• **TASKS FOR THIS EXERCISE**
1. In the text on the Company's promissory notes, what principal amount did the note issued to the Lender on January 11, 2012 carry?
2. Continue the text on the Company's promissory notes, starting after its last sentence.

• **PAGE TEXT**
━━━━━━━━━━━━━━━━

Under the terms of the purchase agreement, the holder of the notes is entitled to certain “piggy back” registration rights if at any time after the closing date the Company proposes to file a registration statement under the Securities Act of 1933, as amended (the “Securities Act”), with respect to an offering of its equity securities or securities or other obligations exercisable, exchangeable for, or convertible into its equity securities.


Promissory Notes


On January 11, 2012, the Company entered into a joinder agreement to the original Securities Purchase Agreement executed on September 14, 2011, pursuant to which the Company issued to Vukota Capital Management Inc., an Ontario, Canada company (the “Lender”), a promissory note in the principal amount of $100,000. The note matures one year from the closing date.



12



Bridge Financing - Forbearance of Promissory Notes – Vukota Capital Management Inc.


On November 30, 2012, Vukota Capital Management Inc., an Ontario, Canada company (the “Lender”) executed a Forbearance Agreement with the Company, in which the Lender agreed, that during the period commencing on the date of execution of the Agreement and ending on and including December 31, 2013 (the "Forbearance Period"), the Lender would not file suit or take any other action to foreclose on the collateral or file suit or take any other action to enforce its rights under the Securities Purchase Agreement dated as of September 14, 2012 (as amended, supplemented or otherwise modified from time to time, including Amendment No. 1 to Securities Purchase Agreement dated on or about November 8, 2011, collectively referred to as the "Securities Purchase Agreement"), and those certain promissory notes dated as of September 14, 2012, and on subsequent dates thereafter, (as amended, supplemented or otherwise modified from time to time, all of which were joined to the Securities Purchase Agreement with the effective date of September 14, 2012, by the execution of those certain Joinder Agreements to Securities Purchase Agreement, by each and every Lender, separately (as amended, supplemented or otherwise modified from time to time, the "Joinder Agreements,") and, together with that certain Stock Pledge Agreement dated as of September 14, 2012 (as amended, supplemented or otherwise modified from time to time) by which Birch First Advisors, LLC pledged as collateral 18,261,690 common stock shares to the note holders under the securities purchase agreement. This limited forbearance does not extend to any other default or events of default under any other provision of the transaction documents or any of the other rights and remedies available to the Lender under the transaction documents.

━━━━━━━━━━━━━━━━

• **INFORMATION PROVIDED**
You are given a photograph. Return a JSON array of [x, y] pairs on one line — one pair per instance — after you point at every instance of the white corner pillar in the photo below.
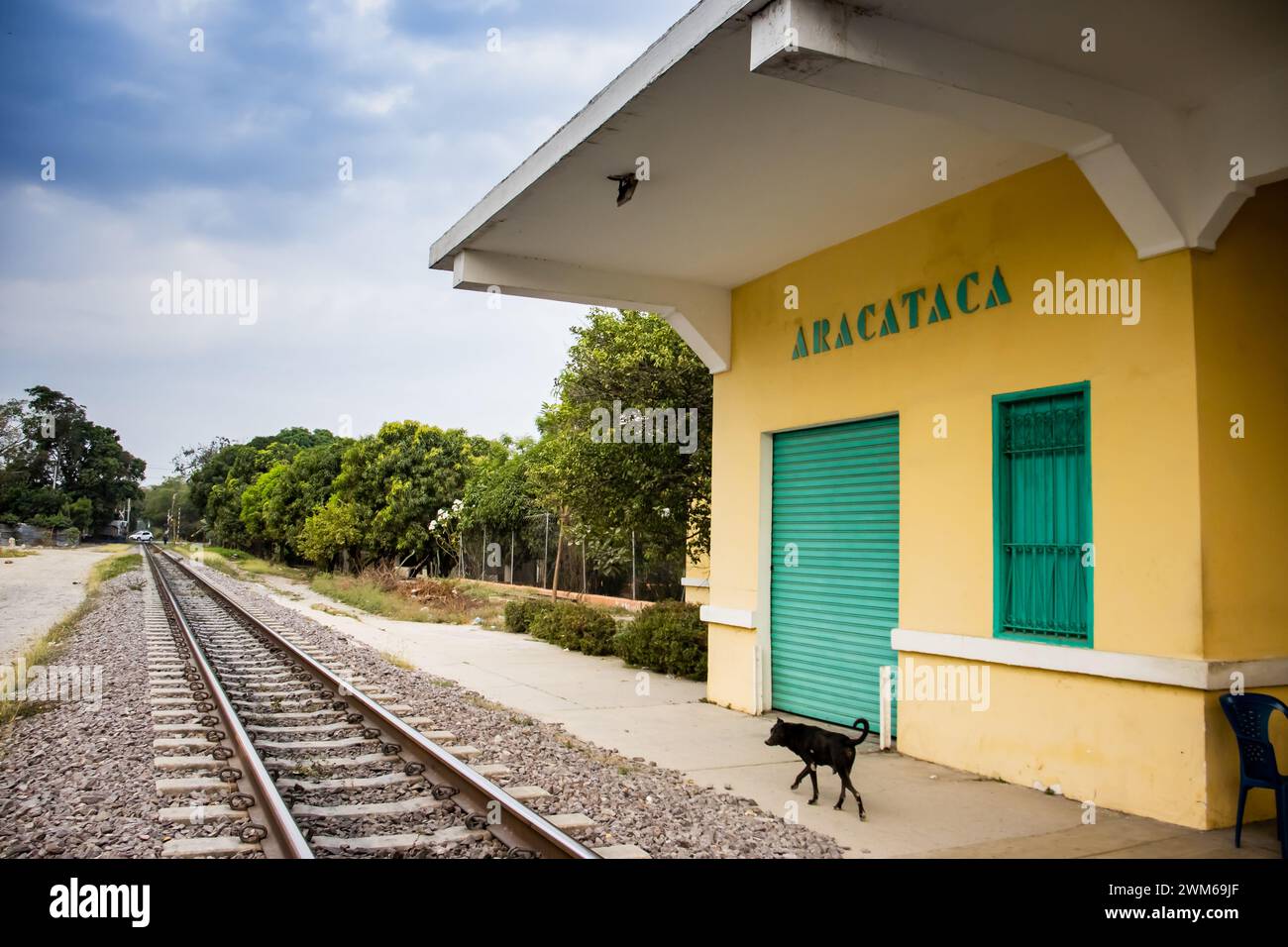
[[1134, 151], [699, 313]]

━━━━━━━━━━━━━━━━

• **FINAL RESULTS**
1. $100,000.

2.
Upon the earlier of (i) the occurrence of a forbearance default and (ii) the expiration of the Forbearance Period, the Lender’s agreement to forbear shall automatically be deemed terminated and Lender shall be entitled to immediately and without notice exercise all of its rights and remedies under the credit agreements and all transaction documents.


On May 30, 2013, the Company entered into a joinder agreement to the original Securities Purchase Agreement executed on September 14, 2011, pursuant to which the Company had issued to the Dalen Family Trust, a Canadian Trust, a promissory note in the principal amount of $40,000. The note matures one year from the Closing Date and is adjoined to the Forbearance Agreement dated November 30, 2012, extending the due date of the notes to December 31, 2013.


On March 18, 2014, Vukota Capital Management Inc. executed a Forbearance Agreement (the “Forbearance”) with the Company, in which the Lender agreed to extend the Forbearance Period until June 30, 2014. On March 18, 2014, Vukota Capital Management Inc. (“Lender”) executed a Forbearance Agreement (the “Forbearance”) with the Company, in which the Lender agreed to extend the Forbearance Period until June 30, 2014.


(b) On October 31, 2013, the Company issued a promissory note for $88,750 regarding a trade payable to a creditor. The principal amount increased by $3,703 during the quarter ended March 31, 2014. The note matures on March 31, 2014, is unsecured and bears interest at 15% per annum.


On April 10, 2014, the Company and the creditor executed a Forbearance Agreement to extend the maturity date until May 15, 2014. The Note is current past due and in default.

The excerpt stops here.